> **INSTRUCTIONS FOR THE TASK**: Once you reach the end of the data, transcribe all of it exactly.

Natural-language object grounding data
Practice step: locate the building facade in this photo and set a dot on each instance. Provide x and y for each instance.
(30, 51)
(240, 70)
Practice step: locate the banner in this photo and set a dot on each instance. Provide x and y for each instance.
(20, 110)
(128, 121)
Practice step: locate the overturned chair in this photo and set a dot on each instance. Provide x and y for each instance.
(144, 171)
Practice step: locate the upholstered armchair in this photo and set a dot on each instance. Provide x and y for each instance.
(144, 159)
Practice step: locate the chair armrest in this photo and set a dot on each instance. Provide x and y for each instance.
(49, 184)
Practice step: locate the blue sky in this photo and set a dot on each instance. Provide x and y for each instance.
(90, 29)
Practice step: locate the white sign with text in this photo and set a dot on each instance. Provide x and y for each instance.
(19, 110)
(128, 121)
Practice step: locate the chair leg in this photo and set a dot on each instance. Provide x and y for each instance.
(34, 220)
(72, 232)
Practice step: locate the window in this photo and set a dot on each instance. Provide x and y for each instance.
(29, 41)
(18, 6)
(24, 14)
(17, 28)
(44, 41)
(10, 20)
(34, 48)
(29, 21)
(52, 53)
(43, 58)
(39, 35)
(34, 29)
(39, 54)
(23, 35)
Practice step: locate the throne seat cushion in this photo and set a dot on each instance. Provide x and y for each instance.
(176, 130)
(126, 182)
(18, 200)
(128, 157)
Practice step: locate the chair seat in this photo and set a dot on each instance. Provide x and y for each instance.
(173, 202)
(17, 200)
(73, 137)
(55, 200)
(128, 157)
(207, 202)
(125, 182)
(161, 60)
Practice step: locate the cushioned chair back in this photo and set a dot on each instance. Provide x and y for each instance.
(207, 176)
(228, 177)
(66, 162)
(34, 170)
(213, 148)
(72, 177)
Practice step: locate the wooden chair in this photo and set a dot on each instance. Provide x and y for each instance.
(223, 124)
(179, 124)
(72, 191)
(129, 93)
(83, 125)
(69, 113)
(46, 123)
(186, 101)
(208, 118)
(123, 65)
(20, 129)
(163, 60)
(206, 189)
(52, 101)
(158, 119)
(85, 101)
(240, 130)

> **YOUR SOLUTION**:
Practice step: locate the building facade in this photo and set a dot on each instance. Provide x and y for each instance.
(30, 51)
(240, 70)
Practice step: locate the banner in this photo and set a dot on each instance. Provide x and y for each instance.
(20, 110)
(128, 121)
Practice step: locate the overturned chair in this photo and set a dot on each instance. Provide x and y for each instance.
(144, 171)
Practice step: locate the upholstered armchair in this photo and set a dot on each instance. Provide x and y for each instance.
(144, 159)
Practice step: locate the chair armrest in this photo and set a dot on each instance. Provide x and y for each instance.
(49, 184)
Practice step: locate the blue sky in this photo and set a dot on each instance. Provide x and y for each instance.
(90, 29)
Practice step: locate the white sign with text in this photo and set a dot on each instance. Provide x and y for each instance.
(19, 110)
(128, 121)
Practice step: locate the chair leg in this photo and set a dot on each instance. Provide x and y for each instance.
(34, 220)
(72, 232)
Practice step: locate the window in this photo and set a dot on each instance. Provide x and y for each instance.
(29, 41)
(18, 6)
(24, 14)
(17, 28)
(44, 41)
(10, 20)
(34, 48)
(29, 21)
(52, 53)
(43, 58)
(39, 35)
(34, 29)
(39, 54)
(23, 35)
Practice step: locate the throne seat cushion in this photo and set a dot on each instance. Provide x and y for each instance.
(176, 130)
(126, 182)
(18, 200)
(128, 157)
Practice step: locate the chair seat in this photo and set a dot on each instance. Provide x and y for each instance.
(173, 202)
(17, 200)
(73, 137)
(55, 200)
(128, 157)
(207, 202)
(125, 182)
(161, 60)
Practice step: locate the cushioned chair back in this photo and set a dot on each instance. Provide x and y for each instance.
(207, 176)
(228, 177)
(66, 162)
(34, 170)
(213, 148)
(72, 177)
Practice step: locate the wooden chair in this photo and set a dot on each instance. Provide x and y for each instance.
(223, 124)
(179, 124)
(72, 191)
(129, 93)
(83, 125)
(69, 113)
(46, 123)
(186, 101)
(208, 118)
(123, 65)
(20, 129)
(163, 60)
(206, 189)
(52, 101)
(158, 119)
(85, 101)
(240, 130)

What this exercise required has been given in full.